Task inputs:

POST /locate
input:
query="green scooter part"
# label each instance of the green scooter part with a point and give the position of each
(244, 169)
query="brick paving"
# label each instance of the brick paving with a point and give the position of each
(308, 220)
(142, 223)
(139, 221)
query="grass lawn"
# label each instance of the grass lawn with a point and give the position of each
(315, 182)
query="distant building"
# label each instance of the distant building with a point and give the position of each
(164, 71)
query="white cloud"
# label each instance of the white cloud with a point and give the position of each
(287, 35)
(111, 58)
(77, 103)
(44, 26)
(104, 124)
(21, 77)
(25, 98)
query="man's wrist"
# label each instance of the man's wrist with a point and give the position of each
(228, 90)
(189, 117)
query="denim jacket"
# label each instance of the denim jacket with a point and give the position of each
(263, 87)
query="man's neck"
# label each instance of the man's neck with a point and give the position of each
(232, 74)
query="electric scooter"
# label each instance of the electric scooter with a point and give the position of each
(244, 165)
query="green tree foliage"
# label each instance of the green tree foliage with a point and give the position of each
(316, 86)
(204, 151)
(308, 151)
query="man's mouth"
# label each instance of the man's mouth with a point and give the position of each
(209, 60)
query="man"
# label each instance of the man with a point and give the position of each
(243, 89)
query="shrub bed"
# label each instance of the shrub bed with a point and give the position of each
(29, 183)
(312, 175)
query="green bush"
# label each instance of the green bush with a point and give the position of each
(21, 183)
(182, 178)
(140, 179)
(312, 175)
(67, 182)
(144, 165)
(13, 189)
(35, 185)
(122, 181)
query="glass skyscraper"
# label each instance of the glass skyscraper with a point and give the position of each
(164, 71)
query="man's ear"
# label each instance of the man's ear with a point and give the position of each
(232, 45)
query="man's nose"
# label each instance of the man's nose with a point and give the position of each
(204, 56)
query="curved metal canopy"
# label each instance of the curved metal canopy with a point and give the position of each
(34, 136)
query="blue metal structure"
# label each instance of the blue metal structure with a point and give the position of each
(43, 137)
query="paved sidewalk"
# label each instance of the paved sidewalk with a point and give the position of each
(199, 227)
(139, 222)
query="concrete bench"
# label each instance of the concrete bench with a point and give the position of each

Task details: Each line in the material above must be retyped without alteration.

Task response:
POST /locate
input:
query="green scooter part"
# label each instance of the green scooter part with a point and give the position of each
(244, 169)
query="brick paving"
# label each instance of the brick paving with a point and give the position of each
(308, 220)
(142, 223)
(139, 221)
query="grass lawn"
# label each instance of the grass lawn with a point and give the position of each
(315, 182)
query="distant building"
# label each instance of the distant building with a point and give the position of each
(164, 71)
query="white cloud"
# label each instance of the white cloud with a point and give the position of each
(287, 35)
(111, 58)
(77, 103)
(44, 26)
(104, 124)
(21, 77)
(25, 98)
query="man's wrist"
# label each instance of the man's wrist with a point and give the position of each
(228, 90)
(189, 117)
query="denim jacket"
# label each instance of the denim jacket with a point and give the position of each
(263, 87)
query="man's neck"
# label each instance of the man's neck with a point and give the position of each
(232, 74)
query="electric scooter"
# label each instance of the electric scooter with a point and give the position of each
(244, 165)
query="green tree foliage"
# label each instance of the green tree foliage with a point and give the position of each
(316, 86)
(204, 151)
(308, 151)
query="man's mouth"
# label each instance of the man's mouth with a point and give the position of each
(209, 60)
query="man"
# label each instance of the man with a point and give the position of each
(243, 89)
query="shrub bed"
# label each instance of the shrub bed with a point and give the position of each
(29, 183)
(312, 175)
query="green bush"
# label each instance of the green bush with a point and give the position of each
(21, 183)
(182, 178)
(140, 179)
(312, 175)
(67, 182)
(144, 165)
(13, 189)
(35, 185)
(122, 181)
query="glass skyscraper"
# label each instance of the glass skyscraper with a point and give the position of each
(164, 71)
query="man's ear"
# label each instance of the man's ear with a point and give the position of each
(232, 45)
query="man's nose"
# label each instance of the man's nose with a point and give the position of each
(204, 56)
query="curved metal canopy"
# label each instance of the curved metal canopy with a point and give the position of each
(34, 136)
query="blue metal structure"
# label each instance of the blue metal structure with a point and give the position of each
(43, 137)
query="paved sidewalk"
# label each instance of the paved sidewalk with a point and give the position of each
(199, 227)
(139, 222)
query="concrete bench"
# label each instance of the concrete bench with a point and give the position of each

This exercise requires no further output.